EXERCISE MATERIAL →
-------------------------

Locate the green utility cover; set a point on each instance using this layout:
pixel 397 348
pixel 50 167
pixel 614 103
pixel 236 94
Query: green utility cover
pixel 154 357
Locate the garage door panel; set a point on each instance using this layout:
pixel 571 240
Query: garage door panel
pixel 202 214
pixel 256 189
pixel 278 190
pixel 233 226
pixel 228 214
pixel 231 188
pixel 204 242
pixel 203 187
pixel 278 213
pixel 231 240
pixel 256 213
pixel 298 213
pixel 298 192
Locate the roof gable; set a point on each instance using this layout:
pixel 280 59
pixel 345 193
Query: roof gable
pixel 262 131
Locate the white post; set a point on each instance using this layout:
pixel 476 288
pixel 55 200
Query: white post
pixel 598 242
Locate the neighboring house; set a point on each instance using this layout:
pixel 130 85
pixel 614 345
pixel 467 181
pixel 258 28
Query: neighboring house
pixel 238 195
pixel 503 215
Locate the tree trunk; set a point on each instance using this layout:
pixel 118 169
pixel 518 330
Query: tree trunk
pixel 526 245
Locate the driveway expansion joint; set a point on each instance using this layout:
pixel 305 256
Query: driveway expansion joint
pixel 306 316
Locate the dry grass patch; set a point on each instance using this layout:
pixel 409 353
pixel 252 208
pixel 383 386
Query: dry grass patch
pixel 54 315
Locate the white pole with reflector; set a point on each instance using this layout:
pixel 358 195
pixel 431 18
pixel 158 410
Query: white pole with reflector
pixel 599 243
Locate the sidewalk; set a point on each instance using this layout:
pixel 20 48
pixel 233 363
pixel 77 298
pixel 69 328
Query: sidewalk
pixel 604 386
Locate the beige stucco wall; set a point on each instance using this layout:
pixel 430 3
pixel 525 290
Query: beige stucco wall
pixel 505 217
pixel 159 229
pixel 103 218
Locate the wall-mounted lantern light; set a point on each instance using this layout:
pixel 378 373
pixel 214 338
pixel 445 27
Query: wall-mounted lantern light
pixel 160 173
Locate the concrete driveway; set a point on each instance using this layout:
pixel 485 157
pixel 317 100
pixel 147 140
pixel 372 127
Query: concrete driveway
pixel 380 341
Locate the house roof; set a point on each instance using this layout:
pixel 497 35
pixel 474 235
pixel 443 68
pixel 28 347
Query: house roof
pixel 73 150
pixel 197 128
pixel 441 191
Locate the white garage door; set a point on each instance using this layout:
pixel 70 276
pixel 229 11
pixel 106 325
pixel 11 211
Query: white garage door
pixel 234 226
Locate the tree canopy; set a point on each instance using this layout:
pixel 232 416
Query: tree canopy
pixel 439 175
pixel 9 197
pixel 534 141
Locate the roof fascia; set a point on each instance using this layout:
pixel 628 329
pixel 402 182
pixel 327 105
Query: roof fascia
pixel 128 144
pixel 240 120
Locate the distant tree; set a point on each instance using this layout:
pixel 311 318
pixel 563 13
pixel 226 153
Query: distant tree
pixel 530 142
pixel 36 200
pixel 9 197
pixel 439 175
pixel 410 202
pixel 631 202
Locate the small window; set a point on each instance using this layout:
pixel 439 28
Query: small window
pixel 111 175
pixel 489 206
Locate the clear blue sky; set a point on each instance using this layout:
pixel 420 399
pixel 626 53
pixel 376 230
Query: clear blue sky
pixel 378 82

-------------------------

THE PROBLEM → Between the first line of the entries above and the line with "Locate the roof gable;", both included, copy every line exactly and nothing outside that range.

EXERCISE OUTPUT →
Locate the green utility cover; set a point on each instance using this layout:
pixel 397 348
pixel 50 167
pixel 614 103
pixel 236 94
Query: green utility cover
pixel 154 357
Locate the garage door panel; set a point on each instance using this layout:
pixel 571 240
Query: garage door panel
pixel 202 214
pixel 256 189
pixel 278 190
pixel 233 226
pixel 228 214
pixel 231 188
pixel 204 242
pixel 203 187
pixel 278 213
pixel 231 240
pixel 256 213
pixel 298 213
pixel 298 192
Locate the roof gable; set a point on each instance using this layout:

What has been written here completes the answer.